### DO THIS
Copy the material below word for word, leaving out the pictures.

(Detection examples)

++++++++++

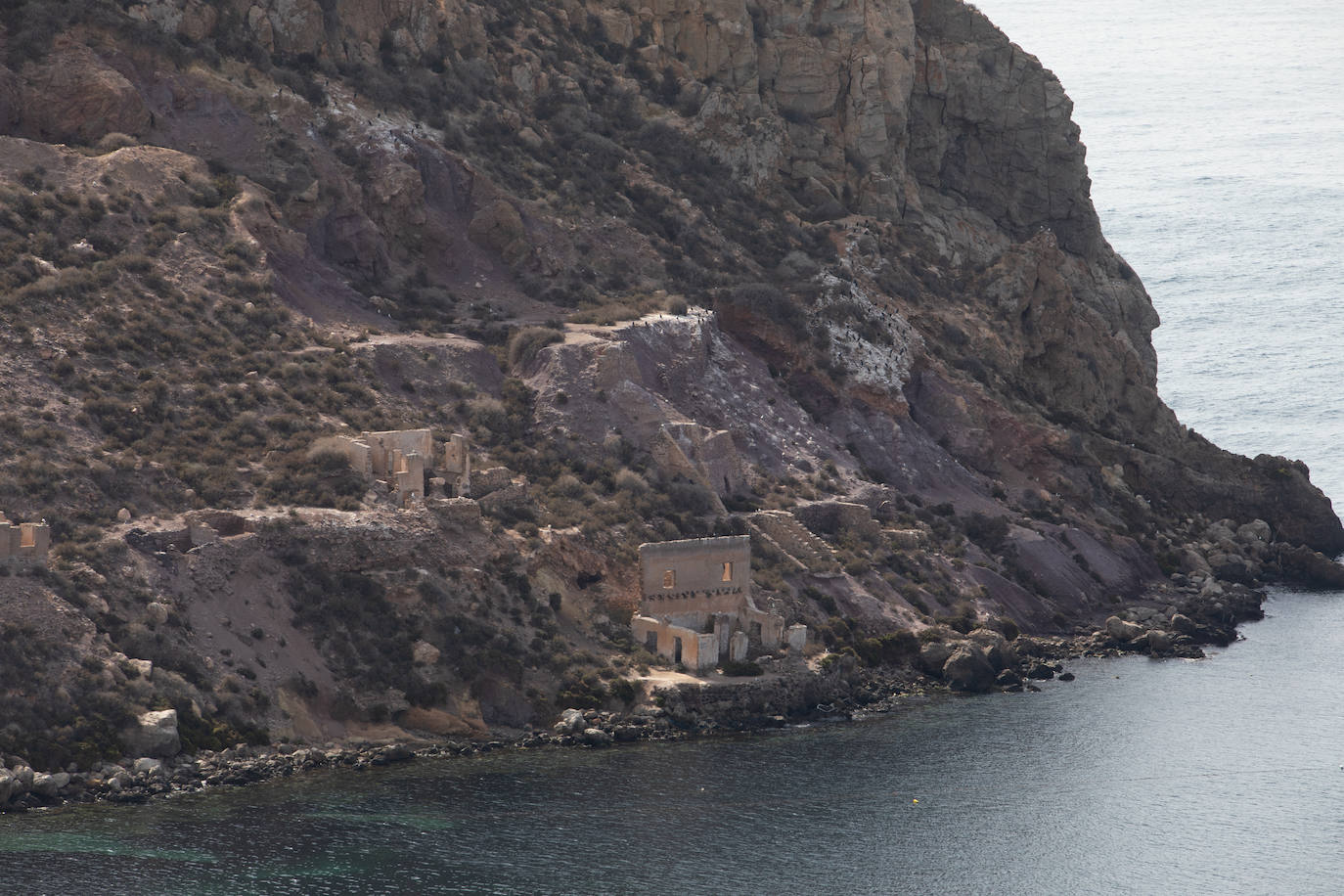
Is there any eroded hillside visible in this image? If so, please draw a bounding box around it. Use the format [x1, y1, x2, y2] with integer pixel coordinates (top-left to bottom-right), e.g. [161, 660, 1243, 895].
[0, 0, 1344, 763]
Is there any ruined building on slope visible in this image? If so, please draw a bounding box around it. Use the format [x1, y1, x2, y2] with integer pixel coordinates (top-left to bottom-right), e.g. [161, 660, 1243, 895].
[0, 514, 51, 569]
[630, 535, 808, 673]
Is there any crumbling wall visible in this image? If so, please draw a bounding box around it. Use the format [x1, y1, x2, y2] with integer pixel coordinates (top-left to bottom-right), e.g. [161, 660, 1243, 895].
[0, 515, 51, 568]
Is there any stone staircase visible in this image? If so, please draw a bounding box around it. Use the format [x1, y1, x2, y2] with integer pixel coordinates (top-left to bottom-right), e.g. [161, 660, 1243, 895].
[747, 511, 836, 571]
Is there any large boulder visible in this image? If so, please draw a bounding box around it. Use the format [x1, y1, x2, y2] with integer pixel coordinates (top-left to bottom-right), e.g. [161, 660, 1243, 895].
[1106, 616, 1145, 641]
[125, 709, 181, 759]
[942, 644, 996, 694]
[553, 709, 586, 735]
[966, 629, 1017, 672]
[919, 641, 955, 676]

++++++++++

### RESULT OF THIS TASK
Is there any eroded hillside visible in this image? If so, please draw a bounding box around it. Use the format [x1, y1, x2, y2] with integer pixel coordinates (top-left to bottom-right), e.g. [161, 660, 1243, 895].
[0, 0, 1344, 763]
Is there any ruined building on slope visible in this image? If so, please draw a bounding box around it. Use the format [x1, y1, x2, y2] with integer pixel coordinates (top-left to bottom-right), e.g. [161, 660, 1243, 895].
[0, 514, 51, 569]
[630, 535, 808, 673]
Is there any crumbling wall visible in this image? If so, please draw a bounding box around it. Use the format [x1, y1, x2, y2] with integer pixel coordinates (top-left to bottom-right), e.g. [161, 660, 1243, 895].
[0, 515, 51, 568]
Is there any stone staircase visible in this image? If so, please draw a bounding box around it. Use the format [x1, y1, x2, y2] with integer pixel coordinates (top-left to bottom-right), e.g. [161, 660, 1243, 895].
[747, 511, 836, 571]
Is there any large boulder visible in this image? If so, please draw a bounding box around it. Use the format [x1, y1, x2, y2] with integer pixel coordinates (top-left to bottom-right), e.g. [161, 660, 1243, 895].
[1106, 616, 1145, 641]
[125, 709, 181, 759]
[942, 644, 996, 694]
[553, 709, 586, 735]
[966, 629, 1017, 672]
[919, 641, 955, 676]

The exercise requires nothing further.